What you have to do: Scan the entries for the word "Mark". Every line that has it should be copied.

[Records for the exercise Boundary: Start]

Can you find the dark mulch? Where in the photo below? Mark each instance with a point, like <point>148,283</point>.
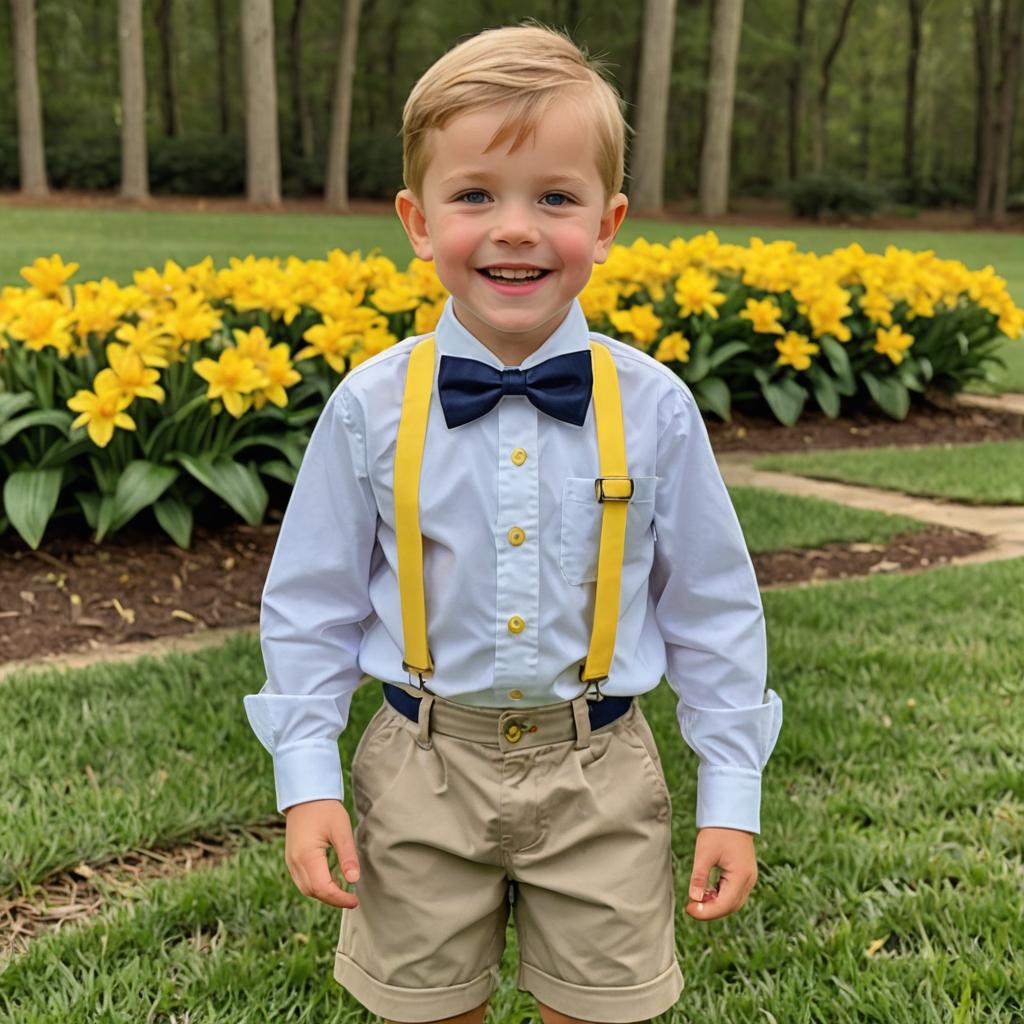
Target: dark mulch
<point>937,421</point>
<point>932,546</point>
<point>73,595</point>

[Records for the exercise Boundary: End]
[Records for the exercise Boundary: Start]

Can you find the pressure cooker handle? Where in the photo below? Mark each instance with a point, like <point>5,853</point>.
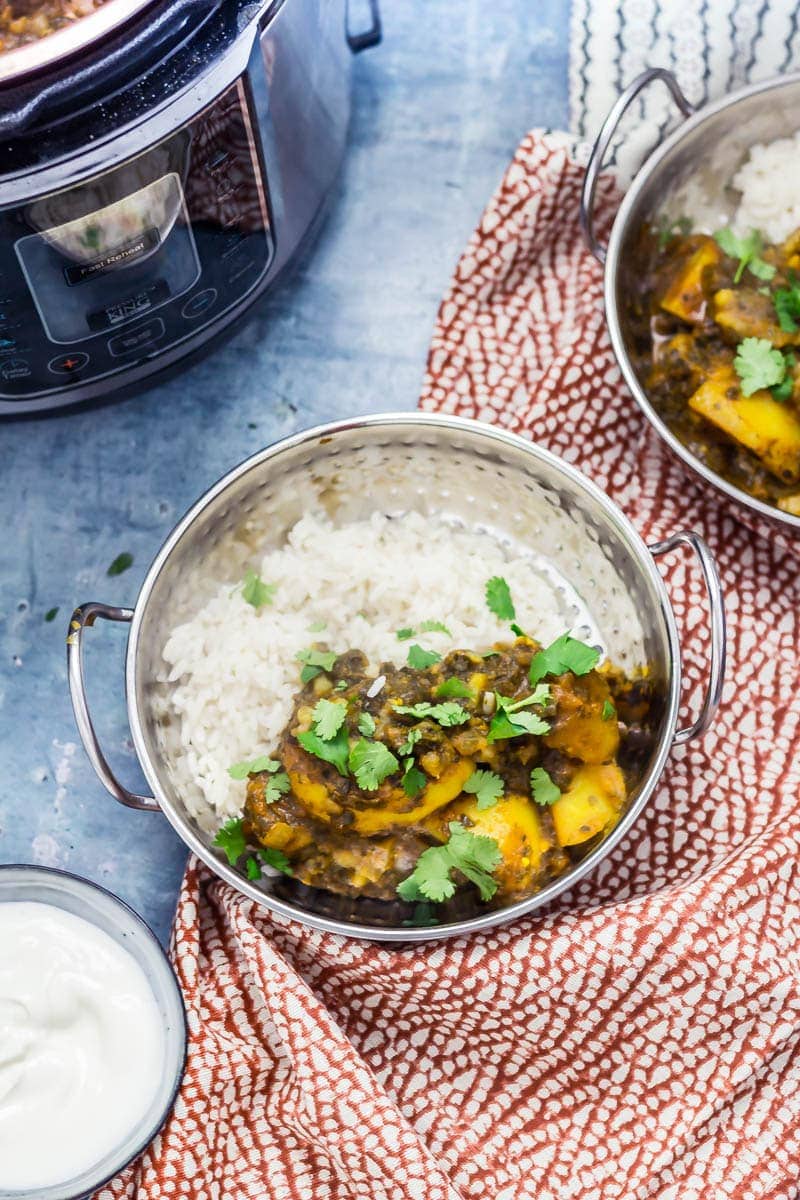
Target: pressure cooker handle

[Records for the exercise Boundary: End]
[Records for the exercise Boundary: Start]

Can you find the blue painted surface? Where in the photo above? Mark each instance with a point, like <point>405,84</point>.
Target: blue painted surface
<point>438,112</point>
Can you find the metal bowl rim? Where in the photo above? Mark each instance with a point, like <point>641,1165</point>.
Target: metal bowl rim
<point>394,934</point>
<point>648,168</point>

[Records for the exercise Boundary: End]

Reply:
Can you find the dark mulch? Where in the photo below? Mark each instance with a point, like <point>148,283</point>.
Can you find the pressure cooker handle? Where in the photo below? Mark each instance with a point, like <point>5,853</point>.
Can you find the blue painted surface? Where in the photo above? Mark each instance with a point, like <point>405,84</point>.
Can you find the metal bowl rim? Where in the photo above? Mark each instance with a point, like <point>641,1165</point>.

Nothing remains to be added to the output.